Return every line of the data below without any changes, but leave out the pictures.

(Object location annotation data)
:::::
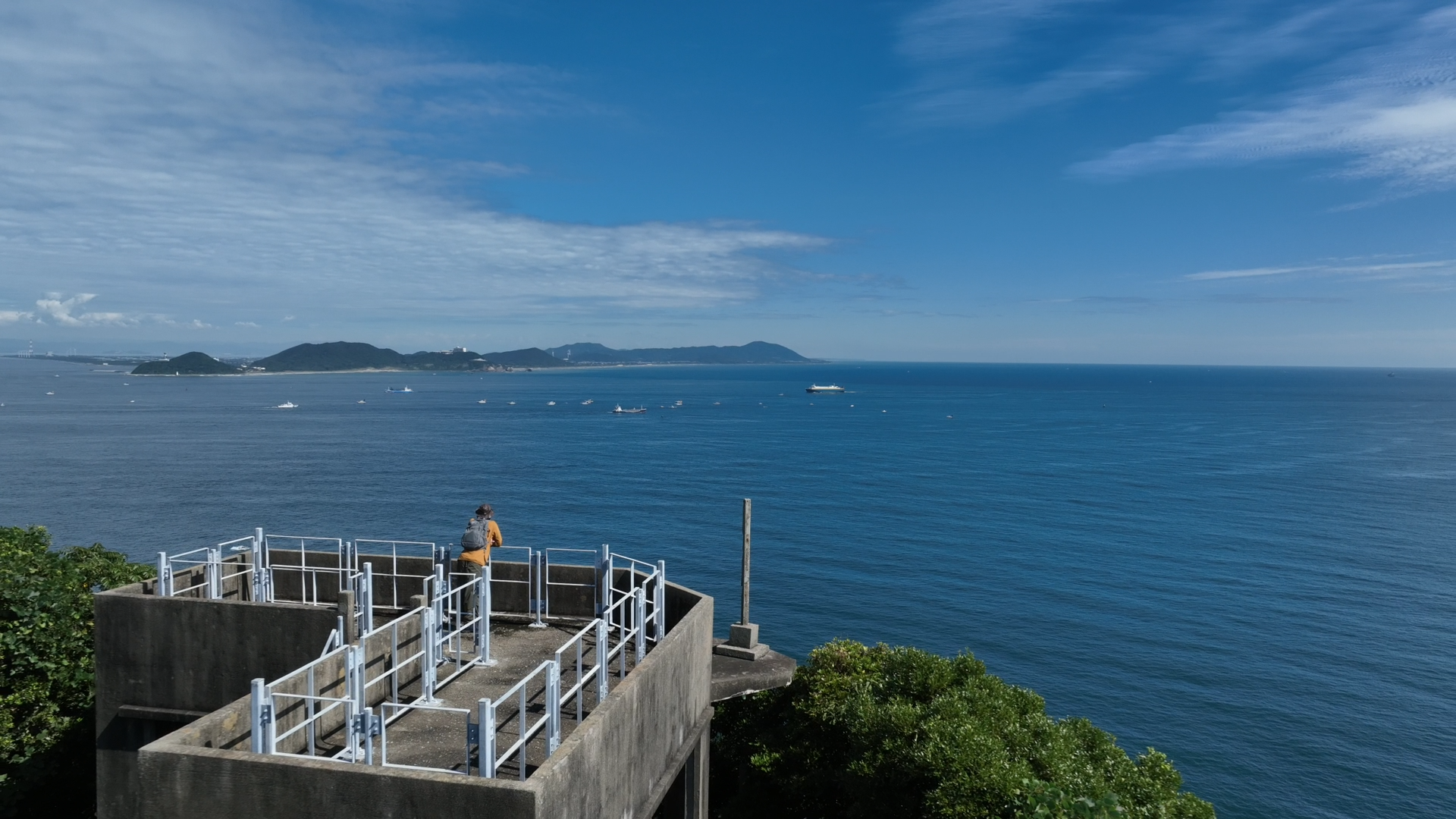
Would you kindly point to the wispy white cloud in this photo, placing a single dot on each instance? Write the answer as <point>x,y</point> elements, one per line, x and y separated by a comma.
<point>1389,110</point>
<point>187,159</point>
<point>61,311</point>
<point>1348,268</point>
<point>987,60</point>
:::::
Answer for this exercise:
Would you kindly point to the wispy white cloud in this photo, placing a single dot on each instance? Write the answer as <point>x,y</point> elements, one per line, x and y separated by a comma.
<point>1389,110</point>
<point>187,159</point>
<point>61,311</point>
<point>1348,268</point>
<point>987,60</point>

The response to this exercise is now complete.